EXERCISE TASK
Can you duplicate, character for character, the lines in the records below, starting with the line containing "# target: green tree" and going on through the line containing "M 0 36 L 0 61", both included?

**** DATA

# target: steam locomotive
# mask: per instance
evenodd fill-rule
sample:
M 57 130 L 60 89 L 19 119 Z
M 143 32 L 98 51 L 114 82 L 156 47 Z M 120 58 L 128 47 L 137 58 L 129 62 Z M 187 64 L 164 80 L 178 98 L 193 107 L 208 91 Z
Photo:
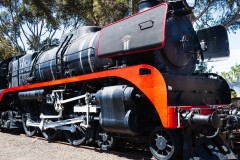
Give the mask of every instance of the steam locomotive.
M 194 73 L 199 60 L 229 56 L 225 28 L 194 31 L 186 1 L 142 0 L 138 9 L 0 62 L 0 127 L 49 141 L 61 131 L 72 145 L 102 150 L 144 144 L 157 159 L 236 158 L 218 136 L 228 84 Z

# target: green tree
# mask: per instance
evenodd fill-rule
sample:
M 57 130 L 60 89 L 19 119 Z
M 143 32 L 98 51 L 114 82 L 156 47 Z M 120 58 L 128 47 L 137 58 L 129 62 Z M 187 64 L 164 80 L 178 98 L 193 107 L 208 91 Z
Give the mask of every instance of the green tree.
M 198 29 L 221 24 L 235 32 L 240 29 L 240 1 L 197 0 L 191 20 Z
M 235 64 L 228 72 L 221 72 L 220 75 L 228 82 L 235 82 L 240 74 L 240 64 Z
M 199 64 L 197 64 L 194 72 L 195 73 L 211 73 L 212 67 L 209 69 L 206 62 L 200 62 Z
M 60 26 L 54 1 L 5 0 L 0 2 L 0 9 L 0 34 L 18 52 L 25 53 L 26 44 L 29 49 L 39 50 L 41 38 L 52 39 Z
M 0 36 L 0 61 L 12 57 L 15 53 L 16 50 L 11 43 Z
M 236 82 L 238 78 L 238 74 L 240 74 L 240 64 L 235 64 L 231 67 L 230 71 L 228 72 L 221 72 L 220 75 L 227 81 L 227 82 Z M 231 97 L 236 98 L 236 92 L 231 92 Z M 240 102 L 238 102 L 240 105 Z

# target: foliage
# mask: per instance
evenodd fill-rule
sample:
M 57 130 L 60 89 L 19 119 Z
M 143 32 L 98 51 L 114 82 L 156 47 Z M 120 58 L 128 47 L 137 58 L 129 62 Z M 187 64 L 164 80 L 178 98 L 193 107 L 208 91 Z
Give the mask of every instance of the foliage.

********
**** DATA

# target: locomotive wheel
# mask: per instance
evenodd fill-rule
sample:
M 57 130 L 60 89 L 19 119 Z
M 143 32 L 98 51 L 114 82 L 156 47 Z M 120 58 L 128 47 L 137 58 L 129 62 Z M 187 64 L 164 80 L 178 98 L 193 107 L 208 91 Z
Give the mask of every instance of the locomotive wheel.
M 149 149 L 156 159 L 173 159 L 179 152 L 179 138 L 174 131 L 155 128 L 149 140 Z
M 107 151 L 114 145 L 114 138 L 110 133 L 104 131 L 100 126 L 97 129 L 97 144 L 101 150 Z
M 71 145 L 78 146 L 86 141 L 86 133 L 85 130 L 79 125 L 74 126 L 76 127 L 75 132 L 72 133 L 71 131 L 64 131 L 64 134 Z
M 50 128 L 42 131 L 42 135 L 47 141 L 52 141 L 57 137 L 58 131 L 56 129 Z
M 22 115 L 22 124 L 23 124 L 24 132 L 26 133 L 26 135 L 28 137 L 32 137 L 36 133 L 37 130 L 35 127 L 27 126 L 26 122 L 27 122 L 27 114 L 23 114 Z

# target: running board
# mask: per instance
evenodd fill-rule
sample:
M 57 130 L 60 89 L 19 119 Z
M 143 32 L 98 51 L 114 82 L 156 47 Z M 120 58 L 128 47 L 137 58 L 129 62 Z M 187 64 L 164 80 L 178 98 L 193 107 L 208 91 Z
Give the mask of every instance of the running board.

********

RESPONSE
# target: green tree
# mask: per instance
evenodd fill-rule
sample:
M 57 130 L 60 89 L 19 119 Z
M 143 32 L 98 51 L 114 82 L 156 47 Z M 120 58 L 128 47 L 137 58 L 129 62 Z M 187 64 L 164 80 L 178 98 L 193 107 L 208 91 Z
Give the mask of every instance of the green tree.
M 198 29 L 221 24 L 235 32 L 240 29 L 240 1 L 197 0 L 191 20 Z
M 235 64 L 228 72 L 221 72 L 220 75 L 228 82 L 235 82 L 240 74 L 240 64 Z
M 199 64 L 197 64 L 194 72 L 195 73 L 211 73 L 212 67 L 209 69 L 206 62 L 200 62 Z
M 60 26 L 54 1 L 5 0 L 0 2 L 0 9 L 0 34 L 18 52 L 25 53 L 26 44 L 29 49 L 39 50 L 41 38 L 52 39 Z
M 0 36 L 0 61 L 12 57 L 15 53 L 16 50 L 11 43 Z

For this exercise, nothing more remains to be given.